> Directions
In the passage on the fair value hierarchy, rewrite the part from "The Company's financial" to "the measurement date.", replacing "hierarchy" with "framework".

> Page text
####

The Company's financial assets and liabilities carried at fair value are classified, for disclosure purposes, based on a hierarchy defined by SSAP No. 100.  The hierarchy gives the highest ranking to fair values determined using unadjusted quoted prices in active markets for identical assets and liabilities (Level 1), and the lowest ranking to fair values determined using methodologies and models with unobservable inputs (Level 3). An asset’s or a liability’s classification is based on the lowest level input that is significant to its measurement.  For example, a Level 3 fair value measurement may include inputs that are both observable (Levels 1 and 2) and unobservable (Level 3).  The levels of the fair value hierarchy are as follows:

Level 1 -  Unadjusted quoted prices for identical assets or liabilities in active marketsaccessible at the measurement date.

 
Level 2 - Quoted prices in markets that are not active or inputs that are observable either directly or indirectly for substantially the full term of the asset or liability. Level 2 inputs include the following:
a)

####

(Dataset records about object locations)
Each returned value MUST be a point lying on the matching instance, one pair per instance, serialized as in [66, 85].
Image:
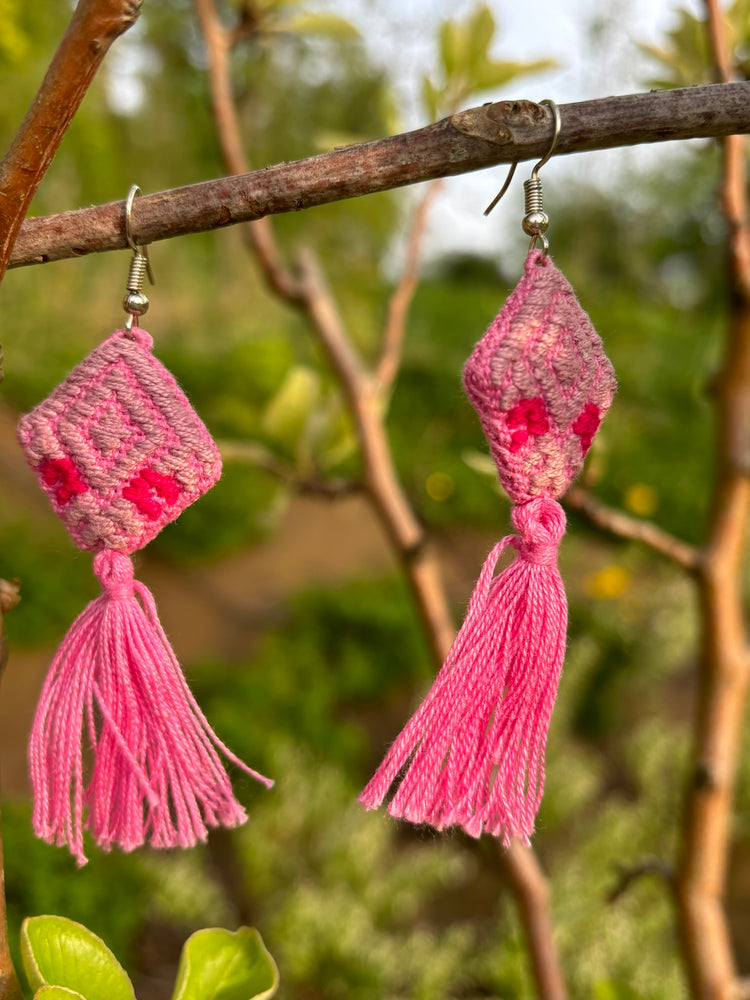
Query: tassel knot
[473, 753]
[541, 524]
[115, 573]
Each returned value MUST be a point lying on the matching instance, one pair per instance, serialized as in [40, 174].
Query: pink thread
[149, 487]
[61, 476]
[118, 448]
[157, 775]
[120, 453]
[540, 361]
[474, 750]
[527, 418]
[472, 755]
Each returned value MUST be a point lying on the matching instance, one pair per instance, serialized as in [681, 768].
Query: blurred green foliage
[353, 905]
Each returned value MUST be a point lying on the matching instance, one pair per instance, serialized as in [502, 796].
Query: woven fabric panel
[118, 448]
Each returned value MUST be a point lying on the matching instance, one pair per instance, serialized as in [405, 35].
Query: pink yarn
[118, 448]
[473, 753]
[120, 452]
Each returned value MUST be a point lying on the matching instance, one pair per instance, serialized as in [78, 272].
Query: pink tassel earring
[473, 754]
[120, 453]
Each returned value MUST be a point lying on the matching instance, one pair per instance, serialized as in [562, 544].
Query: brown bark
[365, 393]
[9, 986]
[470, 140]
[725, 661]
[95, 24]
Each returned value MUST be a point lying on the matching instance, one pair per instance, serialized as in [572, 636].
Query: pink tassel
[120, 453]
[157, 774]
[475, 747]
[473, 753]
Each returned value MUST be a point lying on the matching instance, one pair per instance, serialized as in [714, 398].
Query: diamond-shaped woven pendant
[541, 383]
[473, 753]
[120, 453]
[118, 448]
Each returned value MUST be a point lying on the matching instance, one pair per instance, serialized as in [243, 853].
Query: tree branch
[621, 525]
[532, 894]
[470, 140]
[403, 295]
[308, 292]
[95, 24]
[627, 876]
[724, 667]
[9, 986]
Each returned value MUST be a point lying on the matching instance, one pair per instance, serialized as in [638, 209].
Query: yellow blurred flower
[641, 499]
[608, 583]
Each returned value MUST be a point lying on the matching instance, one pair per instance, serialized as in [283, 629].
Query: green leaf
[431, 96]
[59, 952]
[612, 990]
[221, 965]
[490, 74]
[286, 416]
[57, 993]
[448, 48]
[329, 25]
[480, 30]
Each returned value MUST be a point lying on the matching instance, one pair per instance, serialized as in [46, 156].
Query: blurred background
[288, 611]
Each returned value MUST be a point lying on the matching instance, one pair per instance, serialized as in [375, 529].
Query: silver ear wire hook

####

> Solved exercise
The Company's financial assets and liabilities carried at fair value are classified, for disclosure purposes, based on a framework defined by SSAP No. 100.  The framework gives the highest ranking to fair values determined using unadjusted quoted prices in active markets for identical assets and liabilities (Level 1), and the lowest ranking to fair values determined using methodologies and models with unobservable inputs (Level 3). An asset’s or a liability’s classification is based on the lowest level input that is significant to its measurement.  For example, a Level 3 fair value measurement may include inputs that are both observable (Levels 1 and 2) and unobservable (Level 3).  The levels of the fair value framework are as follows:

Level 1 -  Unadjusted quoted prices for identical assets or liabilities in active marketsaccessible at the measurement date.